= REQUIRED WORK =
A word-for-word repeat of the records below is what this calls for.

= GIVEN DATA =

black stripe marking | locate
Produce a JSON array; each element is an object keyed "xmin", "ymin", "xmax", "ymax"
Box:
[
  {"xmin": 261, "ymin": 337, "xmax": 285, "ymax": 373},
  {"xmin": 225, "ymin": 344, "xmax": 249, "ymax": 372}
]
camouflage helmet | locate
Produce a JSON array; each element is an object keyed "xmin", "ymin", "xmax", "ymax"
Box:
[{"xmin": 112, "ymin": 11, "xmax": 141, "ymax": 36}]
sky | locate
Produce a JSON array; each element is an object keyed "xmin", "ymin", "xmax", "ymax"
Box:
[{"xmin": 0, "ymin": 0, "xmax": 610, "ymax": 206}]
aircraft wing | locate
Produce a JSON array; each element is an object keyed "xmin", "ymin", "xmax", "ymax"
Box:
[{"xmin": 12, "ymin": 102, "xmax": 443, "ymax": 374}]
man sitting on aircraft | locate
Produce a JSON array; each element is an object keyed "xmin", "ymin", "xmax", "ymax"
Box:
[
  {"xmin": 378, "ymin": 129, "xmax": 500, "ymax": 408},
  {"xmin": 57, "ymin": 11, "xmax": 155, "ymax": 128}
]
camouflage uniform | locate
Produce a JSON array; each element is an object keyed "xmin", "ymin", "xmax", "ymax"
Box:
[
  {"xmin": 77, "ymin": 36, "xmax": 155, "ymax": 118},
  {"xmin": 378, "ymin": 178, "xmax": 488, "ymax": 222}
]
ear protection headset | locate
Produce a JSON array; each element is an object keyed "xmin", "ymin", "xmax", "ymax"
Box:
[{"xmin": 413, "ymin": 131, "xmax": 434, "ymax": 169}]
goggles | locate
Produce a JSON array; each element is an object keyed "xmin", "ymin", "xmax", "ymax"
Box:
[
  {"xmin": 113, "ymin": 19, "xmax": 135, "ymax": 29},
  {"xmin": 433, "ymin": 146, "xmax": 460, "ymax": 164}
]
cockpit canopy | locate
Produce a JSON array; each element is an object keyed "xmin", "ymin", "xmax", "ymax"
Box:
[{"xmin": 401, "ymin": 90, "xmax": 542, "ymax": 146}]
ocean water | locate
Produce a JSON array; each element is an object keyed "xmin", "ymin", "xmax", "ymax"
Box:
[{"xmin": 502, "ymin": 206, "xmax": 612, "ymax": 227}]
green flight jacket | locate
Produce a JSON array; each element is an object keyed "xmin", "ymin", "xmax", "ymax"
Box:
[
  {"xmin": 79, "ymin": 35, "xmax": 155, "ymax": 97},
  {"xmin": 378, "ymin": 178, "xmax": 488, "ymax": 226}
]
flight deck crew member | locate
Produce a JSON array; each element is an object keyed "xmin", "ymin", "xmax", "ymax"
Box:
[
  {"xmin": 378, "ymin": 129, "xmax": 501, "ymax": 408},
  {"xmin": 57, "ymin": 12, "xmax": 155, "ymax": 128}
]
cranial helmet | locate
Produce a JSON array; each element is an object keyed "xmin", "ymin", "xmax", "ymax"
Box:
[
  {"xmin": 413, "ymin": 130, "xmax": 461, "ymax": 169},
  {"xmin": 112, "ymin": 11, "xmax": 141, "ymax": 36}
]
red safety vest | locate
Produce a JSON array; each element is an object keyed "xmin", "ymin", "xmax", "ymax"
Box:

= RESPONSE TO THIS EXERCISE =
black stripe marking | locate
Produce a JSON array; each element is an object keyed "xmin", "ymin", "xmax", "ymax"
Box:
[
  {"xmin": 261, "ymin": 337, "xmax": 285, "ymax": 373},
  {"xmin": 225, "ymin": 344, "xmax": 249, "ymax": 372}
]
camouflage helmet | locate
Produce a JSON array; each element is an object keyed "xmin", "ymin", "xmax", "ymax"
Box:
[{"xmin": 112, "ymin": 11, "xmax": 141, "ymax": 36}]
sky | locate
Produce a JSON array; each element is an object keyed "xmin", "ymin", "xmax", "ymax"
Box:
[{"xmin": 0, "ymin": 0, "xmax": 610, "ymax": 206}]
aircraft wing | locate
Produce a JSON array; each element is an object keyed "xmin", "ymin", "xmax", "ymax"
Box:
[{"xmin": 12, "ymin": 102, "xmax": 443, "ymax": 374}]
man sitting on aircraft | locate
Produce a JSON array; each element is an object keyed "xmin", "ymin", "xmax", "ymax"
Box:
[
  {"xmin": 378, "ymin": 129, "xmax": 500, "ymax": 408},
  {"xmin": 57, "ymin": 11, "xmax": 155, "ymax": 128}
]
camouflage uniform | locate
Produce a JSON array; each element is an object keyed "xmin", "ymin", "xmax", "ymax"
Box:
[
  {"xmin": 77, "ymin": 36, "xmax": 155, "ymax": 118},
  {"xmin": 378, "ymin": 178, "xmax": 488, "ymax": 222}
]
ear protection headset | locate
Produce a JSON array; each element is an object keyed "xmin", "ymin", "xmax", "ymax"
Box:
[{"xmin": 413, "ymin": 131, "xmax": 434, "ymax": 169}]
goggles | locate
Produce a JSON array; each element is an object keyed "xmin", "ymin", "xmax", "ymax"
Box:
[
  {"xmin": 113, "ymin": 19, "xmax": 135, "ymax": 29},
  {"xmin": 433, "ymin": 146, "xmax": 460, "ymax": 164}
]
cockpit canopy | locate
Produce a JSON array; each element is an object keyed "xmin", "ymin", "xmax", "ymax"
Box:
[{"xmin": 401, "ymin": 90, "xmax": 542, "ymax": 146}]
ocean water | locate
Produce a JSON array; each element is an object keyed "xmin", "ymin", "xmax", "ymax"
Box:
[{"xmin": 502, "ymin": 206, "xmax": 612, "ymax": 227}]
green flight jacket | locate
Produce a JSON array; each element is an object keyed "xmin", "ymin", "xmax", "ymax"
Box:
[
  {"xmin": 79, "ymin": 35, "xmax": 155, "ymax": 97},
  {"xmin": 378, "ymin": 178, "xmax": 488, "ymax": 226}
]
flight deck crew member | locate
Produce a JSON array; each element is an object keyed "xmin", "ymin", "xmax", "ymax"
Box:
[
  {"xmin": 378, "ymin": 129, "xmax": 501, "ymax": 408},
  {"xmin": 57, "ymin": 12, "xmax": 155, "ymax": 128}
]
cranial helmet | locate
Produce a JSON array; each element is an object keyed "xmin", "ymin", "xmax", "ymax"
Box:
[
  {"xmin": 413, "ymin": 130, "xmax": 461, "ymax": 169},
  {"xmin": 112, "ymin": 11, "xmax": 141, "ymax": 36}
]
red safety vest | locate
Produce a JSON array; each element is an object keyed "xmin", "ymin", "xmax", "ymax"
Box:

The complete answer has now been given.